=== Study text ===
CDHi Leads National FHIR Workshop and Connectathon to Advance Health Interoperability in Ethiopia
CDHi- Center for Digital Health and Implementation Science at the University of Gondar in collaboration with Ministry of Health, World Health Organization, and The Global Fund, successfully prepared and led the Ethiopia FHIR Workshop and Connectathon, held from December 9-12, 2025, in Addis Ababa. The five-day workshop, which was held at the Mazeki Addis Boutique Hotel, brought together national program leaders, experts, software developers, health informaticians, and system analysts to improve Ethiopia’s ability to use the FHIR standard for health data interoperability.

The workshop was organized as a strategic technical forum to support national digital health priorities, particularly under the Global Fund Digital Health Impact Accelerator (DHIA) grant context. Its primary objectives were to build practical skills for developing a national FHIR Implementation Guide, finalize pending HIV DAKs validation activities, and lay a solid foundation for migrating priority health domains, beginning with HIV, to interoperable, standards-based digital architectures.
=== Information ===
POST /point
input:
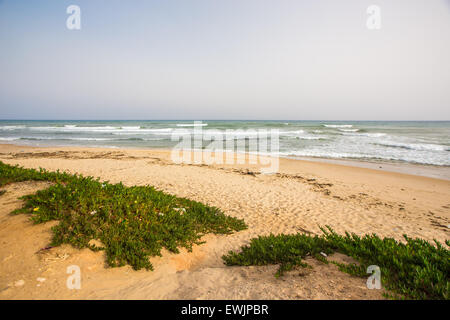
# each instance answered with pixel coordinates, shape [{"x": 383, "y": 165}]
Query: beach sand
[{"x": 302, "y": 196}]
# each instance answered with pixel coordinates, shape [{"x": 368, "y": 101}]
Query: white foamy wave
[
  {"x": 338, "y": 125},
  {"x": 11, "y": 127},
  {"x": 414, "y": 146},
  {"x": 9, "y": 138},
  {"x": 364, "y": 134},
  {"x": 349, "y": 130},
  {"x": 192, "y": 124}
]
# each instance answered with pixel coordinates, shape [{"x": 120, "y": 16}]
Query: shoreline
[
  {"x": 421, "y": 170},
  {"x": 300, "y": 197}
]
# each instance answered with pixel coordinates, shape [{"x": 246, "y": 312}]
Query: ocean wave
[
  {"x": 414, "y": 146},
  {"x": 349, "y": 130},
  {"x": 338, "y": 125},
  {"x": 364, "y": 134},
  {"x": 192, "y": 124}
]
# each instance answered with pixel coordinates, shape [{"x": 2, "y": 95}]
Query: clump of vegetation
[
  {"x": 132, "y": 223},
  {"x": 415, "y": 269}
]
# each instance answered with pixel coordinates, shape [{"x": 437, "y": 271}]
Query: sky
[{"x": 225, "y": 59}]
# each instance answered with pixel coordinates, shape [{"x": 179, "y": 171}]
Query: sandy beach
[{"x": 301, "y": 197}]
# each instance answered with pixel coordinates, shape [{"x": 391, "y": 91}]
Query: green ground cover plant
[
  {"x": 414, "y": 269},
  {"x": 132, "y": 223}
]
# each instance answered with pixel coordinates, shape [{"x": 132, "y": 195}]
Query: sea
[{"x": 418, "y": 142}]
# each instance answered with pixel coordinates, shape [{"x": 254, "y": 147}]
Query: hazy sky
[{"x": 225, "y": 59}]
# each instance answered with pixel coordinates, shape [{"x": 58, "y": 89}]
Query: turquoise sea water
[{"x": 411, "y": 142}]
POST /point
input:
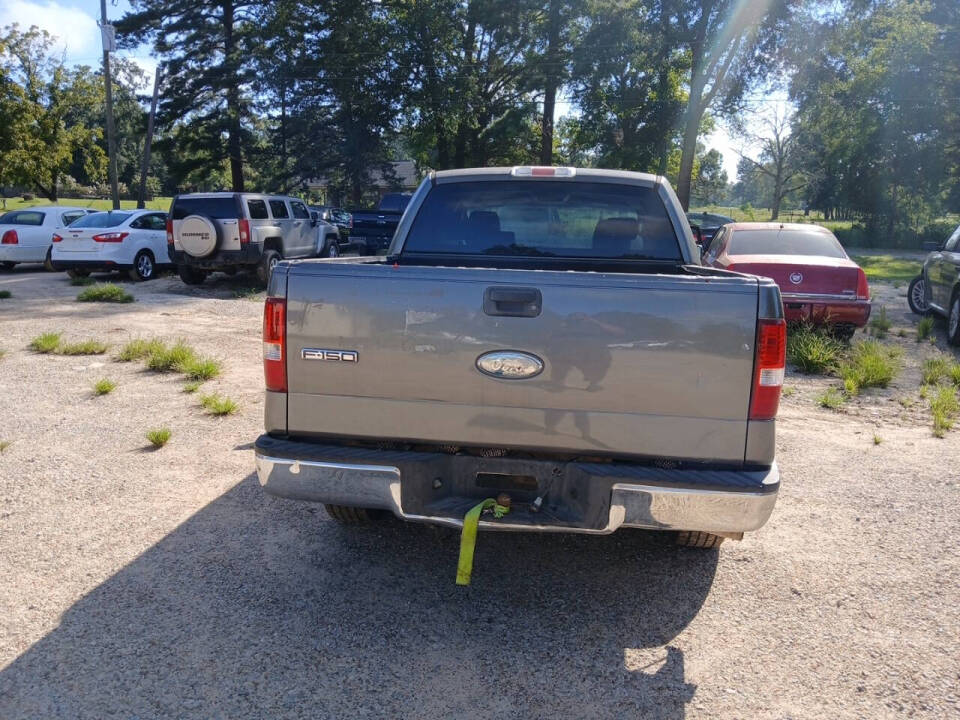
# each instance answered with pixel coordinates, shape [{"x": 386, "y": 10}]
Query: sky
===
Prompt. Copy the portion of the text on the Ethiopia FHIR workshop between "The workshop was" and "standards-based digital architectures.", inclusive, changing "practical skills" to "hands-on skills". The listing above is separate material and is unrelated to the text on the Ethiopia FHIR workshop.

Exercise answer.
The workshop was organized as a strategic technical forum to support national digital health priorities, particularly under the Global Fund Digital Health Impact Accelerator (DHIA) grant context. Its primary objectives were to build hands-on skills for developing a national FHIR Implementation Guide, finalize pending HIV DAKs validation activities, and lay a solid foundation for migrating priority health domains, beginning with HIV, to interoperable, standards-based digital architectures.